| Exercise |
Render every line of the data below as a JSON array of strings, one string per line, with blank lines omitted.

[Dataset excerpts start]

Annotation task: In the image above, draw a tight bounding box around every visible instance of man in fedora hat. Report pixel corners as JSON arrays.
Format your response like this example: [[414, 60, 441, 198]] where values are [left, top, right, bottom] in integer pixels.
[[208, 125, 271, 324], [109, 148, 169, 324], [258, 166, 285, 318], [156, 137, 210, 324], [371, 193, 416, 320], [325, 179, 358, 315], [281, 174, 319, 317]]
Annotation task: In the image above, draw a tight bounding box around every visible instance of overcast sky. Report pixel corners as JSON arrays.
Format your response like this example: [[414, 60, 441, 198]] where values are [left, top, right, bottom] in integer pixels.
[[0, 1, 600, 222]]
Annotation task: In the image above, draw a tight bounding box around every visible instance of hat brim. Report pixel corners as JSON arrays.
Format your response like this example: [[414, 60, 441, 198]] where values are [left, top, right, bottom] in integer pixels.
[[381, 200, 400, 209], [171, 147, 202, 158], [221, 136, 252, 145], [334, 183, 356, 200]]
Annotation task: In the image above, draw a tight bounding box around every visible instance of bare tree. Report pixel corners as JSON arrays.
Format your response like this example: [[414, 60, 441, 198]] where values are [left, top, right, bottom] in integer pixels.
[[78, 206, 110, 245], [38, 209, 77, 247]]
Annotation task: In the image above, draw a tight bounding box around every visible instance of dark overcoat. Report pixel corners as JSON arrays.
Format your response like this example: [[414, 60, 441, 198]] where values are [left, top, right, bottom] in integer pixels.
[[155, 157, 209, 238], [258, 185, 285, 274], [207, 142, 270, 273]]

[Dataset excerpts end]

| Solution for this exercise |
[
  "Annotation task: In the image above, draw a tight bounding box around every visible instance of man in fedora hat. Report pixel corners as JSON arrays.",
  "Format your response like this example: [[414, 60, 441, 198]] where values are [left, top, right, bottom] in integer pixels.",
  "[[208, 125, 271, 324], [109, 148, 169, 324], [258, 166, 285, 318], [156, 137, 210, 324], [371, 193, 416, 320], [325, 179, 358, 315], [281, 174, 319, 317]]",
  "Annotation task: In the image above, draw a tight bounding box around every visible instance of overcast sky. Report pixel corners as JSON arrays.",
  "Format your response like this example: [[414, 60, 441, 198]] where values are [left, top, right, bottom] in integer pixels.",
  "[[0, 1, 600, 222]]",
  "Annotation task: In the image above, draw a tight bounding box around every visible instance of hat brim. Report pixel corners as JSON arrays.",
  "Format your response like this example: [[414, 60, 441, 198]] where values are [left, top, right, bottom] in integer pixels.",
  "[[381, 200, 400, 209], [171, 147, 202, 158], [221, 136, 252, 145], [334, 183, 356, 200]]",
  "Annotation task: In the image above, draw a tight bounding box around every visible instance of bare tree. Report pixel corners as JSON arrays.",
  "Format your response like this example: [[414, 60, 441, 198]] where values are [left, top, right, bottom] in integer pixels.",
  "[[78, 206, 110, 245], [38, 209, 77, 247]]",
  "Annotation task: In the image above, draw a tight bounding box around every visible instance of dark overcoat. Report pixel corners as JSON arrays.",
  "Format your response like this example: [[414, 60, 441, 198]] where values are [left, top, right, bottom] in integer pixels.",
  "[[155, 157, 209, 238], [258, 185, 285, 274], [207, 142, 270, 273]]"
]